Records from a point labeling set:
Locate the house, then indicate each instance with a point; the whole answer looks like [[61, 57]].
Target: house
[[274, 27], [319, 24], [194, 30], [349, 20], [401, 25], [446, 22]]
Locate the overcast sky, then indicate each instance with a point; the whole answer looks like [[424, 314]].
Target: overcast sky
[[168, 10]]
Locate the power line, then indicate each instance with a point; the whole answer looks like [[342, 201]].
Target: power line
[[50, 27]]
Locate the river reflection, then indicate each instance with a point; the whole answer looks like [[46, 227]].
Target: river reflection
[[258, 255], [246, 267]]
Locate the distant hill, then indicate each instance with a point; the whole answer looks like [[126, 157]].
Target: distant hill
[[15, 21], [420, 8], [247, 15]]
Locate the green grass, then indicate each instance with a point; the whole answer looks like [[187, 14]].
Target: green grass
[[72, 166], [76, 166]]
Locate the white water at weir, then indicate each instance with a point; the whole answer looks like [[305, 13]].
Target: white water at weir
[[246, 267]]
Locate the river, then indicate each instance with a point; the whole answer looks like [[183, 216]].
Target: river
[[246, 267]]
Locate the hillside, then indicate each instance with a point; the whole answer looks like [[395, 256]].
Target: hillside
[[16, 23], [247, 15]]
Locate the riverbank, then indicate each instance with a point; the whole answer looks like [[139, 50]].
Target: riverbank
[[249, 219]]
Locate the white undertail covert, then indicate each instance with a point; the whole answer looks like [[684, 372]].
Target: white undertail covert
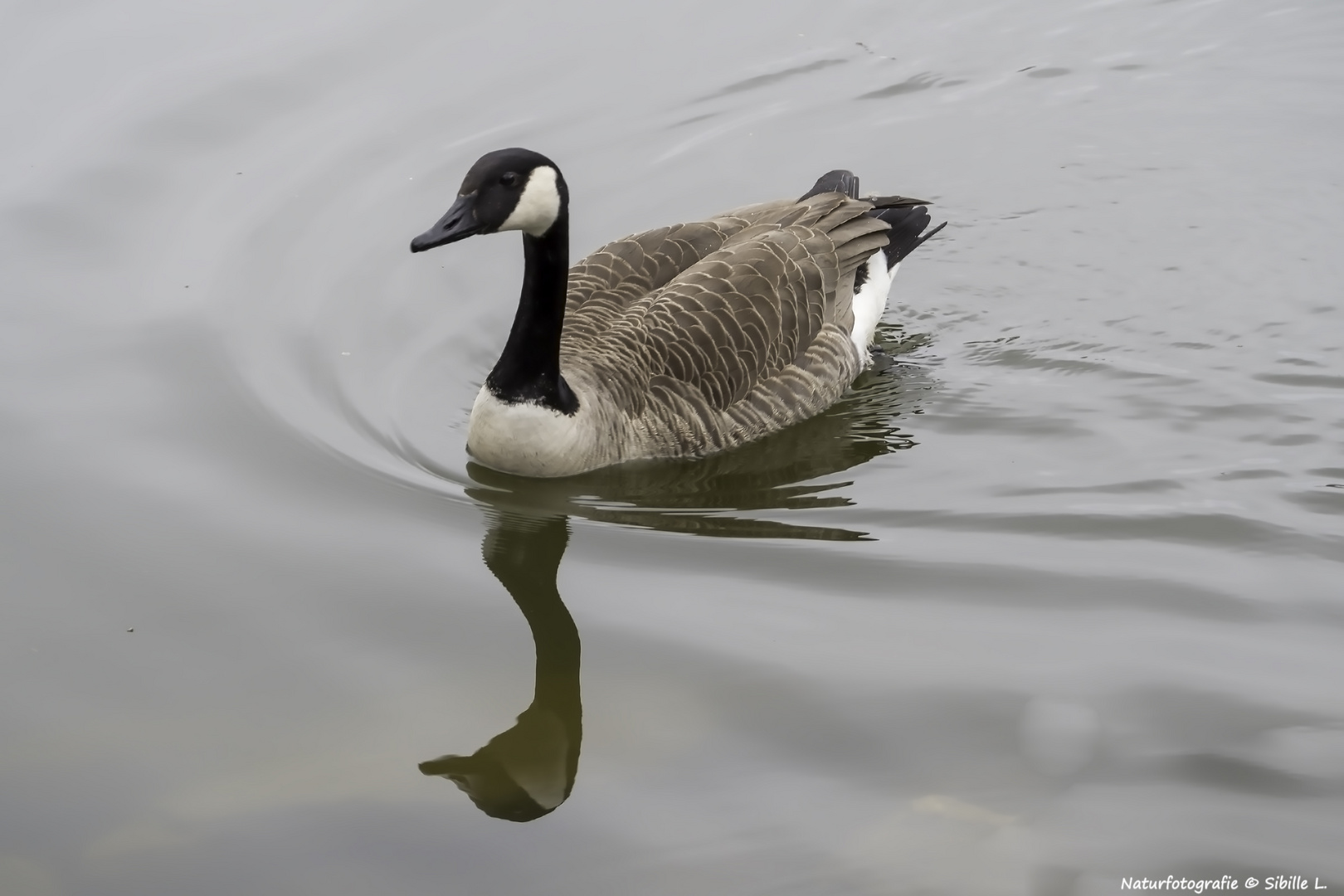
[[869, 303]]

---

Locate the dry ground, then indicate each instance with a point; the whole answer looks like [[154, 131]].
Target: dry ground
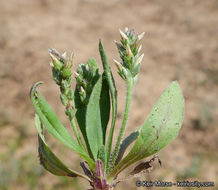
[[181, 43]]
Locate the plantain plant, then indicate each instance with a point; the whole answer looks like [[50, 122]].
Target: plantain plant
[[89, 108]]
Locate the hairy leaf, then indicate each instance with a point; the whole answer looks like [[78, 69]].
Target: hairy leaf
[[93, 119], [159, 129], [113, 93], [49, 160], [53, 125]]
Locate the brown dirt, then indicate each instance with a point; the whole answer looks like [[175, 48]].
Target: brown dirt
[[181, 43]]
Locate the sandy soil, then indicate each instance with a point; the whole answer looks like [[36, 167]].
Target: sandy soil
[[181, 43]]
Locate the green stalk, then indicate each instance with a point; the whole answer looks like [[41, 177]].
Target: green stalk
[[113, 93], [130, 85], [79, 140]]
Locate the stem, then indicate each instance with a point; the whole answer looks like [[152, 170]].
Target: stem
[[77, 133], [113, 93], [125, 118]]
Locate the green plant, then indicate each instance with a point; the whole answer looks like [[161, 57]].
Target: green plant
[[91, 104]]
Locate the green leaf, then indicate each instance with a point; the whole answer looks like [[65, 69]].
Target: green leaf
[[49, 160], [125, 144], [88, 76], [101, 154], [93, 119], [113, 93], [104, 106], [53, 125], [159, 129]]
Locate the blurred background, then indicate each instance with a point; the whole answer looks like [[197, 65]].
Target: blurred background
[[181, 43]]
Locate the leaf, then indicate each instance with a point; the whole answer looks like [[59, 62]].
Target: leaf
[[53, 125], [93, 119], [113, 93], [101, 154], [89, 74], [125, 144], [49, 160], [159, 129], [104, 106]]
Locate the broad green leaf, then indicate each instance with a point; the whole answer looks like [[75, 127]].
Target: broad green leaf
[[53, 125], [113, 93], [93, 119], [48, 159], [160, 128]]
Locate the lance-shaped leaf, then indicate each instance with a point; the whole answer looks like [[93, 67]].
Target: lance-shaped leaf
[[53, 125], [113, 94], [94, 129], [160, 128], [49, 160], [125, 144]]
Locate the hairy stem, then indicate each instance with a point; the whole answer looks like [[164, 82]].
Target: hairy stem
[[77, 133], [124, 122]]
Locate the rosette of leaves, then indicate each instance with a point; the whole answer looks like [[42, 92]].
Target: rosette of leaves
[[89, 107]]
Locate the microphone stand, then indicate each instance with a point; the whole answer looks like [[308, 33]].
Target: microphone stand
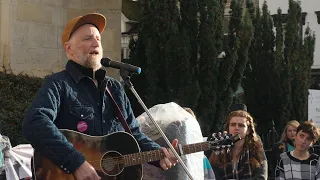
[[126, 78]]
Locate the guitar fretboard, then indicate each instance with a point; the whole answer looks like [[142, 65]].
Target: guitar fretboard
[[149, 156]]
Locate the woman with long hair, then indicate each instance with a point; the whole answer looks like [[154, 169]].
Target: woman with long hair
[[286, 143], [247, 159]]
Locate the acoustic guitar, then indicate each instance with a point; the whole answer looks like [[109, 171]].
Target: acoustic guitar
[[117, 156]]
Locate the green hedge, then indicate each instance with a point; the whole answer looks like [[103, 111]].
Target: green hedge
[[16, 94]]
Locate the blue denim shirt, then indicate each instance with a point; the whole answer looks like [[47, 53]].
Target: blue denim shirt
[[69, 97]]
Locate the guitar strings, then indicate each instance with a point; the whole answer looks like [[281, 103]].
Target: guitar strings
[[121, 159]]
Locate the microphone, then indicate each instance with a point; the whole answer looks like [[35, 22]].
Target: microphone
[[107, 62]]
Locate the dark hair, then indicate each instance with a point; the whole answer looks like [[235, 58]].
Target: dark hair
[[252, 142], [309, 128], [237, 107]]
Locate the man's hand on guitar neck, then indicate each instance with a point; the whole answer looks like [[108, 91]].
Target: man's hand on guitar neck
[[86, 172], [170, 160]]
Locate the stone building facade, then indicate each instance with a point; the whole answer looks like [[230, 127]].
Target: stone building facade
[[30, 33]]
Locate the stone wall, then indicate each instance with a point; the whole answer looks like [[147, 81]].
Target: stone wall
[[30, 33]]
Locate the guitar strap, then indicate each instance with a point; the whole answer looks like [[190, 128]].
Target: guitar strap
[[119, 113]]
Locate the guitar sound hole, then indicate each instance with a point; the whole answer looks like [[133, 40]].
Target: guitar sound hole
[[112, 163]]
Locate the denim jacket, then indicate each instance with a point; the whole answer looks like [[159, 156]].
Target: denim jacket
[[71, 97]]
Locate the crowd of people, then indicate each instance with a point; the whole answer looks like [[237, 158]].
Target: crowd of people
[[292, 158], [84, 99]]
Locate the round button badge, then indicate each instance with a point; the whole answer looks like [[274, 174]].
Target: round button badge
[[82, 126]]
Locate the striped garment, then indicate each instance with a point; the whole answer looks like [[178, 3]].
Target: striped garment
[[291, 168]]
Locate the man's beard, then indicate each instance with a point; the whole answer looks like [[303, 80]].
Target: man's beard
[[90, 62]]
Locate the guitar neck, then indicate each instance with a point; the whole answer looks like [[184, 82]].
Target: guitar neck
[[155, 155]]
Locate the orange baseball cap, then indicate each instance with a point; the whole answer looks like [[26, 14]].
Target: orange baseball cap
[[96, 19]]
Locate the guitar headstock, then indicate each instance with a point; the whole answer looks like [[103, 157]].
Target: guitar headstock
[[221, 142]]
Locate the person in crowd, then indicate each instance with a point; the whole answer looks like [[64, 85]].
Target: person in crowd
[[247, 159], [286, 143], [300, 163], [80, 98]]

#### [What is required]
Which rows above contain the string "stalk"? Pull out each of them and copy it in full.

#### [Result for this task]
Locate the green stalk, then indicate each instance with a point; the whole answer looks like [[41, 177]].
Target: green stalk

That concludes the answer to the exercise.